**Exercise task:** Can you gather every line of the material below that contains the word "shirt" and copy each one out?

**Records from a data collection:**
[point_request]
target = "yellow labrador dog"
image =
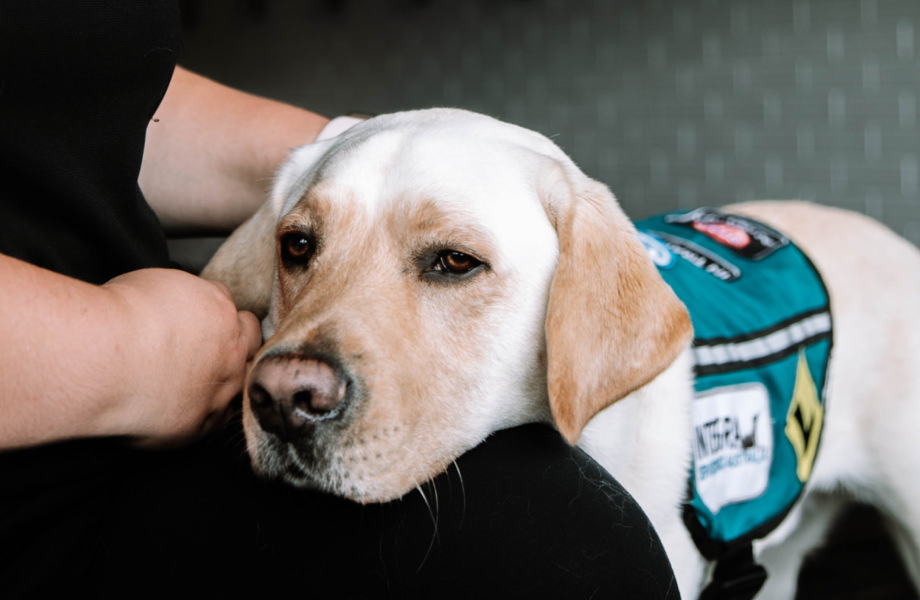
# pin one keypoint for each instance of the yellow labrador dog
(427, 278)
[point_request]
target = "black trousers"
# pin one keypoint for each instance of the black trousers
(521, 516)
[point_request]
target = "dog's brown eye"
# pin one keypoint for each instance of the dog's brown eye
(296, 247)
(457, 263)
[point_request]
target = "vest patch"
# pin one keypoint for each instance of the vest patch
(762, 341)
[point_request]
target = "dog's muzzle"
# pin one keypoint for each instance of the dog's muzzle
(290, 394)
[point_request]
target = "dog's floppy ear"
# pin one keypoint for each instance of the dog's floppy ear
(245, 262)
(612, 322)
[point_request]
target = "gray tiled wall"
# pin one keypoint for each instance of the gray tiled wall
(671, 103)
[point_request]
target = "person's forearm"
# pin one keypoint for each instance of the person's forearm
(58, 373)
(154, 356)
(212, 151)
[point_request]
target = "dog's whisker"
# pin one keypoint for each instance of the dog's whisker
(433, 513)
(462, 491)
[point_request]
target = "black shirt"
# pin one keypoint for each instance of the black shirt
(79, 82)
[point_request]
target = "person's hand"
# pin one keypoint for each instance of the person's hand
(185, 356)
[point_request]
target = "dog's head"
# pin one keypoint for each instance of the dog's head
(428, 278)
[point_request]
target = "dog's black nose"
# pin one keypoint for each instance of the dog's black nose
(287, 393)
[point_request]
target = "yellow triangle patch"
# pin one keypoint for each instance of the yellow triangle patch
(805, 419)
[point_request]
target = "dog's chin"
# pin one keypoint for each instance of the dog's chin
(340, 471)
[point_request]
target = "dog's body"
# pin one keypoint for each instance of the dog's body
(428, 278)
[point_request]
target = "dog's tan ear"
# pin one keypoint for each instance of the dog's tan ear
(612, 323)
(245, 262)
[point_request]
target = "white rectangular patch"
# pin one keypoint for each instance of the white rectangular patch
(732, 444)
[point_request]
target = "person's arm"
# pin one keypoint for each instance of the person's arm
(212, 151)
(155, 355)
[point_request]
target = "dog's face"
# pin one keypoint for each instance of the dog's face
(426, 279)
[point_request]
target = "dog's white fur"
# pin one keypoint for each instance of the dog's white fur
(567, 322)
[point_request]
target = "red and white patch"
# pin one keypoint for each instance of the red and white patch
(728, 235)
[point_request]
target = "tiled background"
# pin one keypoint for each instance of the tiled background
(670, 102)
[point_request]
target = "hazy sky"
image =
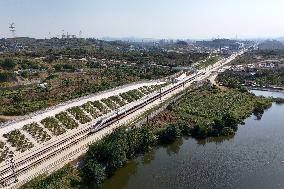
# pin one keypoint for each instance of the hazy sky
(144, 18)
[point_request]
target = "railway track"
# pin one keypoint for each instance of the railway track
(51, 151)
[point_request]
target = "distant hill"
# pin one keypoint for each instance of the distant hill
(271, 45)
(281, 39)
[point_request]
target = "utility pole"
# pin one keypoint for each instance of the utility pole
(11, 163)
(12, 29)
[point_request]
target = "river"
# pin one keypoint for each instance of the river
(253, 158)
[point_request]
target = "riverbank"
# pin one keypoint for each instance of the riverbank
(252, 158)
(206, 111)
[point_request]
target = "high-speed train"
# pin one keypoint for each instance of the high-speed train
(106, 121)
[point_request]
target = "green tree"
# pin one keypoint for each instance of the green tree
(93, 173)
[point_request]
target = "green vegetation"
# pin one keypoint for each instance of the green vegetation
(210, 61)
(260, 78)
(66, 120)
(65, 178)
(53, 125)
(205, 111)
(100, 162)
(79, 115)
(209, 111)
(3, 151)
(18, 140)
(37, 132)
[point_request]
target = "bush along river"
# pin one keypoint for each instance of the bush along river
(252, 158)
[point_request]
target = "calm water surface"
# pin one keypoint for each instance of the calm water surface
(253, 158)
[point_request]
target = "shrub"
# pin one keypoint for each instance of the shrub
(37, 132)
(18, 140)
(88, 107)
(79, 115)
(53, 126)
(66, 120)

**Answer below:**
target = "black shirt"
# pin one keypoint for each instance of the black shirt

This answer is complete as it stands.